# Preface
**In this notebook we would be looking at fine tuning an [EfficientNet model](https://ai.googleblog.com/2019/05/efficientnet-improving-accuracy-and.html). EfficientNets are the class of models that work on computer vision tasks and have been implemented by Google. These models achieve state-of-art performance on computer vision tasks. Hence I decided to use it as the pretrained model for this task.**

**This notebook contains only the training part of the model. The inference and ensemble tasks should be carried out in seperate notebooks to iterate faster.**

**You could also look over my [ensemble notebook](https://www.kaggle.com/forwet/lyft-ensemble-and-submission) for a structured way to perform ensembling.**
 

**Version 2 Updates:**
1. raster_size - 300
2. max_num_steps - 500
3. train_batch_size - 12
4. train_num_workers - 4
5. model_save - On minimum training loss + At final iteration
6. WEIGHT_FILE - None


**Version 3 Updates**
1. pixel_size = 0.45
2. raster_size = 222 (calculated using pixel size)
3. epochs = 5
4. used [catalyst module](https://catalyst-team.github.io/catalyst/) for training of the model
5. trained the model on a subset of `12000` samples of the original dataset.
6. Validated the model on a subset of `500` samples.
7. Used function to get image size based on pixel size.
_ _ _ _
Problems to work on:
1. Pull out the passage of the notebook preface from "3. epochs = 5" to "on pixel size.", word for word.
2. In the notebook preface, shorten the paragraph that begins "In this notebook we would be looking at fine tuning" into a brief list that keeps its main facts.
The entries after this point are separate material with no link to the notebook preface.

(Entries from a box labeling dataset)
_ _ _ _
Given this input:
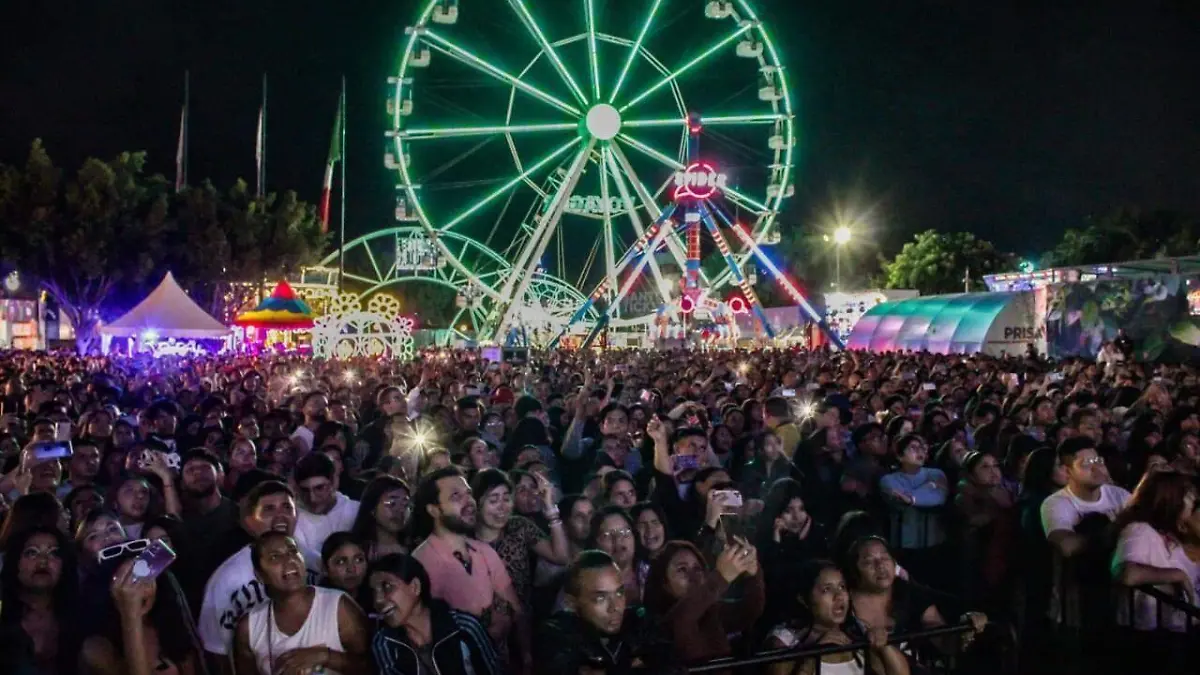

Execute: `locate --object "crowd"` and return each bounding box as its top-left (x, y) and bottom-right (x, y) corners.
top-left (0, 341), bottom-right (1200, 675)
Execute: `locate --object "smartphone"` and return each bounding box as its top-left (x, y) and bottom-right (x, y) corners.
top-left (131, 539), bottom-right (175, 580)
top-left (708, 490), bottom-right (742, 509)
top-left (31, 441), bottom-right (74, 461)
top-left (671, 455), bottom-right (700, 476)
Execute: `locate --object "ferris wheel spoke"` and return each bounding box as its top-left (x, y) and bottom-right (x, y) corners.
top-left (610, 144), bottom-right (707, 280)
top-left (583, 0), bottom-right (600, 101)
top-left (605, 149), bottom-right (671, 304)
top-left (439, 138), bottom-right (580, 231)
top-left (617, 133), bottom-right (770, 214)
top-left (608, 0), bottom-right (662, 103)
top-left (509, 0), bottom-right (588, 106)
top-left (395, 123), bottom-right (580, 141)
top-left (620, 113), bottom-right (787, 129)
top-left (425, 29), bottom-right (582, 118)
top-left (620, 22), bottom-right (755, 114)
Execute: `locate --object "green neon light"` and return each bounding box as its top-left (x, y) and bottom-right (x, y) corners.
top-left (396, 123), bottom-right (580, 141)
top-left (425, 29), bottom-right (582, 117)
top-left (620, 23), bottom-right (754, 113)
top-left (509, 0), bottom-right (588, 104)
top-left (439, 137), bottom-right (580, 229)
top-left (617, 133), bottom-right (770, 211)
top-left (586, 0), bottom-right (600, 101)
top-left (608, 0), bottom-right (662, 103)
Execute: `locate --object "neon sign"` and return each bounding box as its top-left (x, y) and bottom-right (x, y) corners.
top-left (674, 162), bottom-right (728, 201)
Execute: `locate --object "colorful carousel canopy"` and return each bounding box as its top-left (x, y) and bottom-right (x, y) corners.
top-left (234, 281), bottom-right (312, 330)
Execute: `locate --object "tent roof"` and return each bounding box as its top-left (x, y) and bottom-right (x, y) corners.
top-left (846, 292), bottom-right (1020, 354)
top-left (100, 271), bottom-right (229, 340)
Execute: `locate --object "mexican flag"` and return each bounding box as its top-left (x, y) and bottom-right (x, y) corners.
top-left (320, 90), bottom-right (346, 234)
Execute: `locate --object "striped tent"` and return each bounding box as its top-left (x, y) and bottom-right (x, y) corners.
top-left (234, 281), bottom-right (312, 330)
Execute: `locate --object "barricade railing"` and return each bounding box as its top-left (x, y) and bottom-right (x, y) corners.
top-left (688, 623), bottom-right (971, 675)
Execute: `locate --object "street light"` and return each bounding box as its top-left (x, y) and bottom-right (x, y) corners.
top-left (833, 226), bottom-right (851, 292)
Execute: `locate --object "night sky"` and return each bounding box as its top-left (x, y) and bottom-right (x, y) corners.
top-left (0, 0), bottom-right (1200, 253)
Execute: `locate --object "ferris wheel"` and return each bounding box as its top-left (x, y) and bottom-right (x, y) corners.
top-left (385, 0), bottom-right (798, 340)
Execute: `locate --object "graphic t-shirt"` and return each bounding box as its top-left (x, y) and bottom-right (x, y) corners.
top-left (199, 544), bottom-right (320, 655)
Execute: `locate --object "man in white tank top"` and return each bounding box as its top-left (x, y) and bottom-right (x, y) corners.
top-left (234, 532), bottom-right (371, 675)
top-left (198, 480), bottom-right (320, 663)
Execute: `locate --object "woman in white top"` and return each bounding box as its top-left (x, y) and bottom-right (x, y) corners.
top-left (1112, 471), bottom-right (1200, 631)
top-left (234, 531), bottom-right (371, 675)
top-left (767, 560), bottom-right (908, 675)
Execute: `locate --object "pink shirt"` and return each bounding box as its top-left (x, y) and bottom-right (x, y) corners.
top-left (413, 537), bottom-right (512, 616)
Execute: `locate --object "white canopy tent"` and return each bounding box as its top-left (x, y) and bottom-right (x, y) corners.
top-left (100, 271), bottom-right (232, 340)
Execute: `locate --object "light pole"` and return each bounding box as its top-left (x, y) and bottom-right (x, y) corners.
top-left (833, 226), bottom-right (851, 292)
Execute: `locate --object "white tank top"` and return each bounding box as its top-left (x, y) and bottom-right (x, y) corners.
top-left (250, 587), bottom-right (346, 675)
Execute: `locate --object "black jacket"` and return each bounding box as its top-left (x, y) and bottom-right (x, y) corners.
top-left (371, 601), bottom-right (504, 675)
top-left (534, 609), bottom-right (671, 675)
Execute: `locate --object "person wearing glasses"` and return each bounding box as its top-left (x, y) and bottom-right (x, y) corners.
top-left (584, 506), bottom-right (650, 605)
top-left (294, 453), bottom-right (359, 551)
top-left (0, 526), bottom-right (79, 674)
top-left (350, 474), bottom-right (412, 561)
top-left (1042, 436), bottom-right (1129, 557)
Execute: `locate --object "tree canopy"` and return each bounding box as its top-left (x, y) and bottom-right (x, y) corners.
top-left (880, 229), bottom-right (1014, 295)
top-left (0, 141), bottom-right (324, 351)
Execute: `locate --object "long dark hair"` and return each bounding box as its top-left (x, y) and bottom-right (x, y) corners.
top-left (1112, 471), bottom-right (1196, 540)
top-left (0, 526), bottom-right (82, 675)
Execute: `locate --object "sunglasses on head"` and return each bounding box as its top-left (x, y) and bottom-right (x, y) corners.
top-left (96, 539), bottom-right (150, 562)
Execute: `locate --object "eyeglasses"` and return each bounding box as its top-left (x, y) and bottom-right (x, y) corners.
top-left (96, 539), bottom-right (150, 562)
top-left (599, 527), bottom-right (634, 540)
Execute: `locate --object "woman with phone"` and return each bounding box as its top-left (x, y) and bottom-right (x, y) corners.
top-left (80, 544), bottom-right (205, 675)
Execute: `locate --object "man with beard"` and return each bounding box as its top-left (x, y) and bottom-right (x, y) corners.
top-left (178, 448), bottom-right (244, 607)
top-left (534, 550), bottom-right (670, 675)
top-left (293, 453), bottom-right (359, 551)
top-left (198, 480), bottom-right (320, 673)
top-left (292, 392), bottom-right (329, 455)
top-left (413, 466), bottom-right (530, 671)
_ _ _ _
Answers to the problems:
1.
3. epochs = 5
4. used [catalyst module](https://catalyst-team.github.io/catalyst/) for training of the model
5. trained the model on a subset of `12000` samples of the original dataset.
6. Validated the model on a subset of `500` samples.
7. Used function to get image size based on pixel size.

2.
- The notebook fine-tunes an EfficientNet model.
- EfficientNets are a class of computer vision models implemented by Google.
- They achieve state-of-the-art performance on computer vision tasks.
- For that reason, one was chosen as the pretrained model for this task.